#### What to produce
Print word for word the part of the health care Q&A below that runs from "While I am a" up to and including "health care system.".

#### Source passage
What is the top challenge or obstacle facing health care today?
The high cost of adequate health care. We need to eliminate inefficiencies, invest in innovation, and maximize economies of scale. Health care is currently a complex web of thousands of different businesses with competing interests. As a society, we need to align our goals and interests so we can optimize our health care system to provide the best care at the best value.
Who was the mentor who helped you the most to get to where you are today?
I have been lucky to have had a few people mentor me and I am eternally grateful. Each person was different, but they all share one thing in common: They saw a curiosity and an interest in me and they each helped me nurture that through actively engaging with me and pushing me to pursue and develop my ideas. Having someone believe in you enough that they push you to be better is powerful. A mentor doesn’t need to be an expert, but they do need to have a desire to see you succeed.
What has you most optimistic about the future of health care?
While I am a member of a small group of physicians who have moved out of the day-to-day practice of medicine to focus on bringing a clinical voice to business decisions in healthcare, today I’m very happy to see more and more providers (physicians and other health professionals) stepping out of traditional roles of operations and driving business and regulatory decisions in health care. A lot of the complexities we have in health care today came about because the role of those stakeholders has not been valued in the past – but this is now changing.
What motivates you to keep doing the work that you do?
Knowing that what I do serves more than just my own interests motivates me to take risks and propose larger, bolder initiatives that could have a meaningful impact to the members and patients who trust us to build a better, more affordable health care system.
What’s the one piece of advice you would give to an aspiring health care leader?
Forget the traditional advice to “stay in your lane” and be proactive if you want to affect meaningful change. What you’ll find is genuine support from others looking to move the needle toward better health care services.

#### Given data

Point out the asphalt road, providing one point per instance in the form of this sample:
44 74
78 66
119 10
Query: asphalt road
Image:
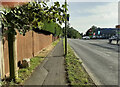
100 59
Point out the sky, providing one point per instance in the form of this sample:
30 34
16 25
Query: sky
83 15
86 13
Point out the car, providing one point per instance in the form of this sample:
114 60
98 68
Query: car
116 38
86 38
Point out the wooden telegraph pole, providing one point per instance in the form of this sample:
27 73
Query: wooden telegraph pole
65 27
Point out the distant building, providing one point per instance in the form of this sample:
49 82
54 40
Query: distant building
105 32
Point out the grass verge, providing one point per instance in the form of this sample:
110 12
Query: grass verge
25 73
75 73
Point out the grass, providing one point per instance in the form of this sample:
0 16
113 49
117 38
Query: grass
76 74
25 73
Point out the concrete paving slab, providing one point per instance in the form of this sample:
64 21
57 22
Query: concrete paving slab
52 71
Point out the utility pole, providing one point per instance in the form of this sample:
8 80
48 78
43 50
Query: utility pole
65 27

#### Reply to the exercise
While I am a member of a small group of physicians who have moved out of the day-to-day practice of medicine to focus on bringing a clinical voice to business decisions in healthcare, today I’m very happy to see more and more providers (physicians and other health professionals) stepping out of traditional roles of operations and driving business and regulatory decisions in health care. A lot of the complexities we have in health care today came about because the role of those stakeholders has not been valued in the past – but this is now changing.
What motivates you to keep doing the work that you do?
Knowing that what I do serves more than just my own interests motivates me to take risks and propose larger, bolder initiatives that could have a meaningful impact to the members and patients who trust us to build a better, more affordable health care system.